Angezeigter Text
┄┄┄┄┄┄┄┄┄┄┄┄┄┄┄┄┄┄┄┄

Von Serpens Caput bis Aquila - ein Streifzug am Südhimmel

3. 7. 2022, Niederleis

Nach den vielen "digitalen" Beobachtungen war es nur eine Frage der Zeit, bis ich wieder mal meine Nase neben ein Okular stecken würde. Die Sehnsucht war schon groß. Da bot sich die Nacht vom 3. auf den 4. Juli an. Nicht ganz "ungestört", die 4 Tage alte Mondsichel stand um 22 Uhr MESZ, als ich am Beobachtungsplatz ankam, noch relativ hoch im Westen. Es war aber auch noch recht helle Dämmerung. Zum Glück heilige Ruhe auf den Felder östlich von Niederleis. So sicher war das nicht, weil die Getreideernte unmittelbar bevorsteht oder sogar schon begonnen hat.

Kein Wind, höchstens ein Lufthauch, 22° C. Ich stellte mein Teleskop auf, das alte C8 auf der iOptron ieq45, und nur zum Nivellieren des Stativs war die Taschenlampe notwendig. Alles andere konnte ich noch so gut genug erkennen und bewerkstelligen. Um 22:30 war ich fertig und hatte bereits das Stern Alignment an Arktur durchgeführt. Es war noch zu hell, was soll man tun, außer in Verzweiflung den Mond anschauen. Bei knapp 80x mit dem 27 mm Panoptic passt der Mond noch mit ein bissl "Luft" rundum ins Feld. Die Mondsichel zeigte sich scharf, aber das Bild flimmerte leicht. Durch das sekundäre Mondlicht war die ganze "Mondscheibe" erkennbar, aber kaum Struktur im aschfahlen Teil.

Ein knappes Viertelstündchen später war der Himmel schon besser, im Norden zwar noch ein heller Dämmerungsstreifen, aber am Südhimmel sollt's schon passen. Ich hatte eine Objektliste vorbereitet, mit etlichen unbekannten Objekten, die ich auch mal abklappern wollte. Schlau wie ich bin, enthielt die Liste nur Objektnummern. Keine weitere Hinweise. Es waren ja allesamt offene Haufen oder Kugelhaufen, das wird man schon auseinanderhalten können, oder? Aber soweit hatte ich schon mitgedacht, im Westen zu beginnen, und die Wiener Lichtglocke so gut es geht auszusparen.

┄┄┄┄┄┄┄┄┄┄┄┄┄┄┄┄┄┄┄┄

Verfügbare Datensätze
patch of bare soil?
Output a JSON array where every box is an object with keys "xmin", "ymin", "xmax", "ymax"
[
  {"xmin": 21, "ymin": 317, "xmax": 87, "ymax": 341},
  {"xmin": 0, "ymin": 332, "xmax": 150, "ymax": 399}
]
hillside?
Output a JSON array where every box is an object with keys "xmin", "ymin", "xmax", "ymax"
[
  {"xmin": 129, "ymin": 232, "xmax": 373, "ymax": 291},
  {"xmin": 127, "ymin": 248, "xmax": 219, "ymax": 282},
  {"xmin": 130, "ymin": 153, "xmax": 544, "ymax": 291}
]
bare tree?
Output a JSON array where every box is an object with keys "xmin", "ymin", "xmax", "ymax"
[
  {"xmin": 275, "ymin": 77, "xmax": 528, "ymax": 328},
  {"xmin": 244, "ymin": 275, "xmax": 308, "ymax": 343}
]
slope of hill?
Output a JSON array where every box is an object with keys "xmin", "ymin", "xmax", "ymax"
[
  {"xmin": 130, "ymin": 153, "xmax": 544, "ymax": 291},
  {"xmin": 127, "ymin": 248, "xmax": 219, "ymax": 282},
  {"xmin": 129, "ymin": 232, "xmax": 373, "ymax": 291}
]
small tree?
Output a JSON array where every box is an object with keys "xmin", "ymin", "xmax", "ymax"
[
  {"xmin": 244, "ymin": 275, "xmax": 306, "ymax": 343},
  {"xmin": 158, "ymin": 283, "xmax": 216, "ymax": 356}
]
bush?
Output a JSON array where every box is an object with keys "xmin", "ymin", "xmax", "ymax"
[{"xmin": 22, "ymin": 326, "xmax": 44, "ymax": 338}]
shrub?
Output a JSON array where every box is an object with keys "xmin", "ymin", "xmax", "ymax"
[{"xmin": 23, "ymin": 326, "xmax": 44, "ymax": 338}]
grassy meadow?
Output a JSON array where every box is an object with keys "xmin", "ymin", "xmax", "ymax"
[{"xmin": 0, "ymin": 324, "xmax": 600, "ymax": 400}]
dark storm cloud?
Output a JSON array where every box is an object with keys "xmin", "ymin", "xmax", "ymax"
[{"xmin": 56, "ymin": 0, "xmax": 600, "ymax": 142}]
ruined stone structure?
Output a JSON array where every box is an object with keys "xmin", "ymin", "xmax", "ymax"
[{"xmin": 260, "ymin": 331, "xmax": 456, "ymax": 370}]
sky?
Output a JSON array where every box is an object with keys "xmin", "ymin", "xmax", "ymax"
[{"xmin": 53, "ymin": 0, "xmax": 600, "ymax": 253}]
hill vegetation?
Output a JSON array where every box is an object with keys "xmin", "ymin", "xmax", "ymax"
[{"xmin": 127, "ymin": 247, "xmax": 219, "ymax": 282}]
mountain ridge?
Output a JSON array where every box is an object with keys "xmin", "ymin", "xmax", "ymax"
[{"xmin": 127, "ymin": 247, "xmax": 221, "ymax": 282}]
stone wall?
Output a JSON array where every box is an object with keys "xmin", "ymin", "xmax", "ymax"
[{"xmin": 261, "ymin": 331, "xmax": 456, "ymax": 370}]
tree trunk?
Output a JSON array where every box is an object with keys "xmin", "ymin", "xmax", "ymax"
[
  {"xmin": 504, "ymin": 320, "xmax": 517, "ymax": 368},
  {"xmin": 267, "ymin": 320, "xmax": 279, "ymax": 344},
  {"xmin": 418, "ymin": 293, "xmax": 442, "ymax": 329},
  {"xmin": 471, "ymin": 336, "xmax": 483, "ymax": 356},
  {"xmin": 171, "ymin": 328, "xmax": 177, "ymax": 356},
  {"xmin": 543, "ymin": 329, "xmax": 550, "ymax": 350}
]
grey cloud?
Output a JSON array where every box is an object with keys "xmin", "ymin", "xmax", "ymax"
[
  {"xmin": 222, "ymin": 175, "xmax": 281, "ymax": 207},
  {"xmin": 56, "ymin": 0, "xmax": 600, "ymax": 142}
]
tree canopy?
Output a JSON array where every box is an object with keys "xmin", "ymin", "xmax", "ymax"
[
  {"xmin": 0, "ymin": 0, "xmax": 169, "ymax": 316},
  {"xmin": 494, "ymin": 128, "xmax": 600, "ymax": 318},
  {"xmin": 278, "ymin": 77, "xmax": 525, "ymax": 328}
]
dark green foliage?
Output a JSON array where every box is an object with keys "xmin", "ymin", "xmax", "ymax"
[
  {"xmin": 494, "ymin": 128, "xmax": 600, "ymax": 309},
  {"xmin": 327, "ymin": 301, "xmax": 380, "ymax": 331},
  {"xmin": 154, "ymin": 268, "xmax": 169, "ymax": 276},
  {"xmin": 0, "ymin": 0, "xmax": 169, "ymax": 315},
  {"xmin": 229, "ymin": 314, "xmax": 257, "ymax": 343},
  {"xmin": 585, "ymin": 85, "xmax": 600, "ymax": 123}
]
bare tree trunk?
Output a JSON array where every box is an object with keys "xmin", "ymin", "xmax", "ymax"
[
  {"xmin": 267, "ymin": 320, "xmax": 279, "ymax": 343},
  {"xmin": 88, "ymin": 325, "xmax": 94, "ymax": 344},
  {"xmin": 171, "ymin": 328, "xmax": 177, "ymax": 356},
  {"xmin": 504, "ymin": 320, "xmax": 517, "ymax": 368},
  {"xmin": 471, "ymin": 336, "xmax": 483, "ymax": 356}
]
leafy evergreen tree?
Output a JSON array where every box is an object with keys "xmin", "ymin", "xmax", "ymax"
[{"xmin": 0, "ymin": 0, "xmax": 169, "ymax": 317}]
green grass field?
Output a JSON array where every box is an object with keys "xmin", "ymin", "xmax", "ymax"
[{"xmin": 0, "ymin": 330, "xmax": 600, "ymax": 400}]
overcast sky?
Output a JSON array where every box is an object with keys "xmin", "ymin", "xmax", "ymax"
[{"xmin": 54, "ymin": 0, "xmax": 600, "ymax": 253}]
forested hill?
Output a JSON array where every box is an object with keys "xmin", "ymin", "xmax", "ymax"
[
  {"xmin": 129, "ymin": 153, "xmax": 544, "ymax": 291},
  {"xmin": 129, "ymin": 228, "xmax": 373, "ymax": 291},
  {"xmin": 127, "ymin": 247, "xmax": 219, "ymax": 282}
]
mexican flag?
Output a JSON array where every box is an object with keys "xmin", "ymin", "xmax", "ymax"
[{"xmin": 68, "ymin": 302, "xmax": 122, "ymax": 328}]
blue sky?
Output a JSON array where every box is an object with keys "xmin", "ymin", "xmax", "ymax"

┄┄┄┄┄┄┄┄┄┄┄┄┄┄┄┄┄┄┄┄

Aufgabenstellung
A. Fasse den Absatz im Beobachtungsbericht, der mit „Kein Wind, höchstens ein Lufthauch“ beginnt, als kurze Stichpunktliste zusammen und behalte dabei die wesentlichen Fakten.
B. Gib aus den Datensätzen die Zeilen ab der Zeile mit „mexican flag?“ bis einschließlich zum Ende der Datensätze unverändert wieder.

Ergebnisse
A.
- Windstill, höchstens ein Lufthauch, 22 °C.
- Aufbau des alten C8 auf der iOptron ieq45; die Taschenlampe war nur zum Nivellieren des Stativs nötig.
- Um 22:30 Uhr war alles fertig, das Stern-Alignment an Arktur schon durchgeführt.
- Es war noch zu hell, daher folgte ein Blick auf den Mond bei knapp 80x mit dem 27-mm-Panoptic. Der Mond passte mit etwas Rand ins Feld.
- Die Mondsichel war scharf, das Bild flimmerte leicht.
- Durch das sekundäre Mondlicht war die ganze Mondscheibe erkennbar, im aschfahlen Teil jedoch kaum Struktur.

B.
mexican flag?
Output a JSON array where every box is an object with keys "xmin", "ymin", "xmax", "ymax"
[{"xmin": 68, "ymin": 302, "xmax": 122, "ymax": 328}]
blue sky?
Output a JSON array where every box is an object with keys "xmin", "ymin", "xmax", "ymax"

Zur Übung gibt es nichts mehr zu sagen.